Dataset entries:
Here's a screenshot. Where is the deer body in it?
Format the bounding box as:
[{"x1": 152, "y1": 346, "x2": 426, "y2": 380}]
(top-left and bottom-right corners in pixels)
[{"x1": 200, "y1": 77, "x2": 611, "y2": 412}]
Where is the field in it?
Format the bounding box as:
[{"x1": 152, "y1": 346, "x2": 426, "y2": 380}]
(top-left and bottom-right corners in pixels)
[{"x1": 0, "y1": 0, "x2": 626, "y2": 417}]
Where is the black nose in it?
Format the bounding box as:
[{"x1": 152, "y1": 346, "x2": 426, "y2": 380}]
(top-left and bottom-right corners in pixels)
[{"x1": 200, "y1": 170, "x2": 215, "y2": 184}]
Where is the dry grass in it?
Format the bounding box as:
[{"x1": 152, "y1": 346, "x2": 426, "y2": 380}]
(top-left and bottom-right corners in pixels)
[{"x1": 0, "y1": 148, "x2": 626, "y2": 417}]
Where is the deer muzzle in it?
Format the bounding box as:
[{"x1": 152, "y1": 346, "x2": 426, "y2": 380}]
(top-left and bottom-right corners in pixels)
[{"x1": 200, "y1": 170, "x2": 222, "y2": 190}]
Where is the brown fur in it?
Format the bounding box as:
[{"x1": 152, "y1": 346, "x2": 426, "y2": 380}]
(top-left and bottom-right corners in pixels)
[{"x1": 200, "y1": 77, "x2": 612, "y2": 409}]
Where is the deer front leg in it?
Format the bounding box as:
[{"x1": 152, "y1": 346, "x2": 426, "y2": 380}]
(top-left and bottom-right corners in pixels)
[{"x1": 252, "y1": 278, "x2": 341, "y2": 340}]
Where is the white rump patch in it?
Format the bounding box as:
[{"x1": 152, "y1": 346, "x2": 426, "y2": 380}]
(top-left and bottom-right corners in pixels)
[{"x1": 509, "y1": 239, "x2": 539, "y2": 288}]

What to do: Please copy out the data above word for word, from the line with "Where is the deer front leg in it?" through the end of the data.

The completed task:
Where is the deer front leg in it?
Format the bounding box as:
[{"x1": 152, "y1": 346, "x2": 426, "y2": 380}]
(top-left and bottom-right corners in pixels)
[{"x1": 252, "y1": 278, "x2": 341, "y2": 340}]
Where is the white rump patch in it?
Format the bounding box as:
[{"x1": 152, "y1": 346, "x2": 426, "y2": 380}]
(top-left and bottom-right corners in pixels)
[{"x1": 509, "y1": 239, "x2": 539, "y2": 288}]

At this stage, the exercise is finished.